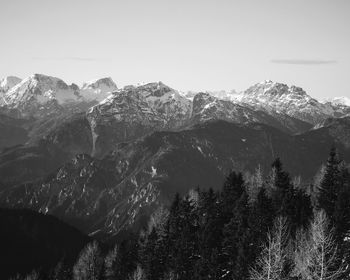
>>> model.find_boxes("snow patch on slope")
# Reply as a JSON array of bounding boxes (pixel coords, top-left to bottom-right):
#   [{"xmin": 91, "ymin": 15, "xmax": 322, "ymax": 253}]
[
  {"xmin": 0, "ymin": 76, "xmax": 22, "ymax": 93},
  {"xmin": 81, "ymin": 77, "xmax": 118, "ymax": 102},
  {"xmin": 323, "ymin": 96, "xmax": 350, "ymax": 107}
]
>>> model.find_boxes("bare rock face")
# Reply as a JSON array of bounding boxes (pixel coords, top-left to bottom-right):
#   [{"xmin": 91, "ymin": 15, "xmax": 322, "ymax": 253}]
[{"xmin": 86, "ymin": 82, "xmax": 192, "ymax": 157}]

**What is being asked**
Among the entries above, count every line containing the string "model". Your reply must be that number alone.

**Answer below**
2